[INPUT ROWS]:
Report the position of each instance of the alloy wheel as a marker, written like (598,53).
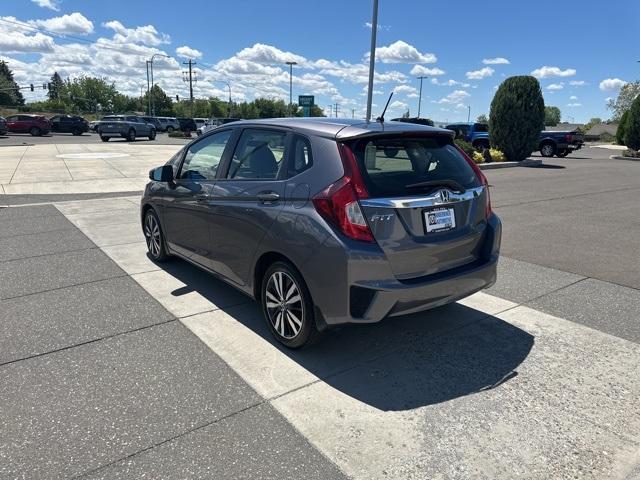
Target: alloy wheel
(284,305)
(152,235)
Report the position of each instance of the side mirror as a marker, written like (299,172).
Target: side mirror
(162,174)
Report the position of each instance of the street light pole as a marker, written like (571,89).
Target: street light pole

...

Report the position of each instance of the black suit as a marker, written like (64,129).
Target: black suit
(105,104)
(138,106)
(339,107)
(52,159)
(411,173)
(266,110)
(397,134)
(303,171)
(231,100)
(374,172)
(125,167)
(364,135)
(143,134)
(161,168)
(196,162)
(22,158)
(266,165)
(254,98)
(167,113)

...

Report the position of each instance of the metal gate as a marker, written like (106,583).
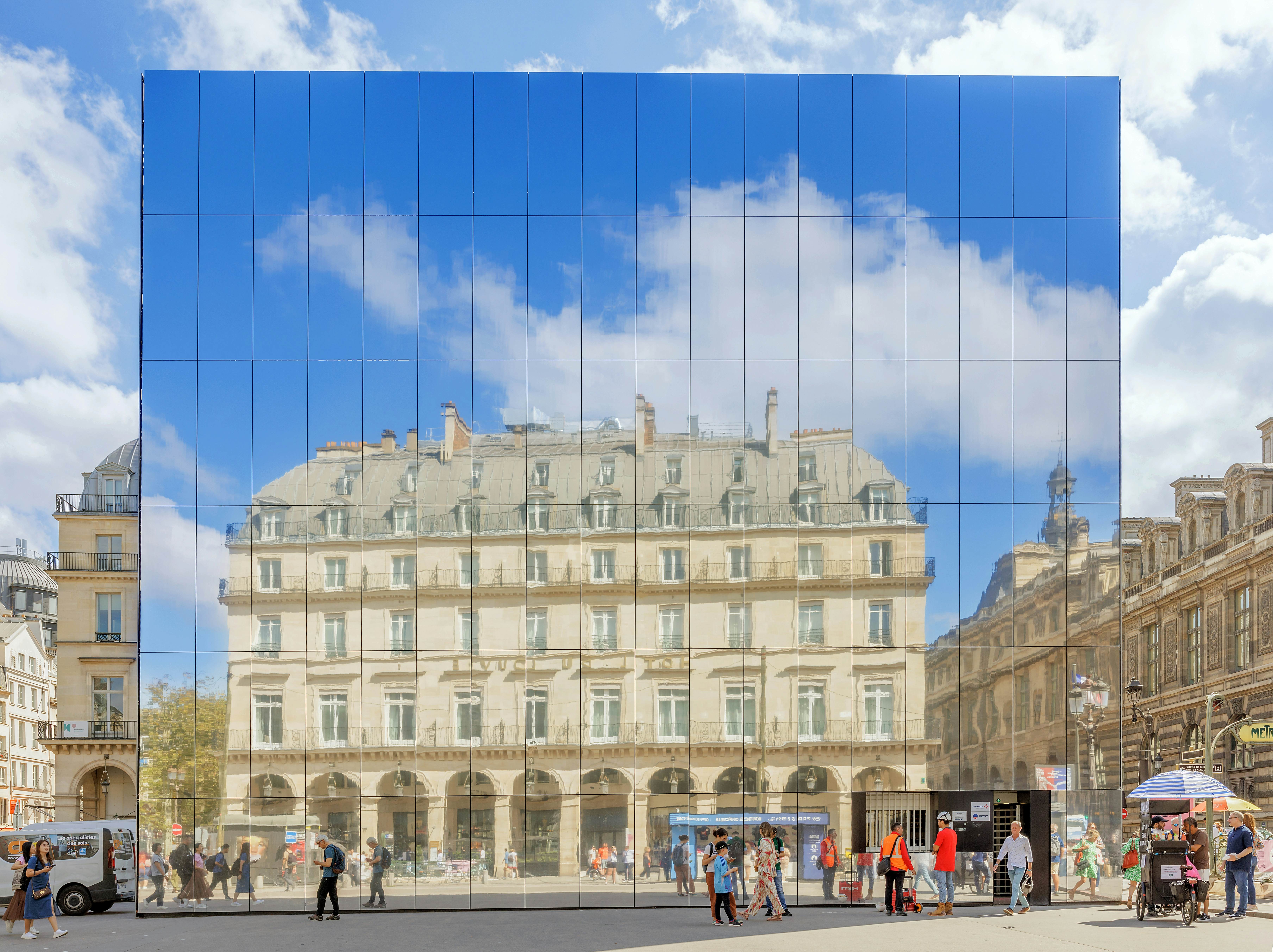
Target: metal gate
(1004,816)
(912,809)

[WORK TO COMPLETE]:
Rewrite the listing lines starting at the one containing "Report the position of each instance of the alloy" and ending at the one containing "Target: street light pole", changing "side mirror" to "wing mirror" and leaving everything else as it is. Leave the pictures out of your answer.

[SOLUTION FOR THIS PROBLEM]:
Report the position of each instance of the alloy wheel as a marker, written like (598,53).
Target: alloy wheel
(284,305)
(152,235)
Report the position of each instance of the wing mirror as a marker, written like (299,172).
Target: wing mirror
(162,174)
Report the position of each instance of the street light pole as a marker, written like (571,89).
Target: street light pole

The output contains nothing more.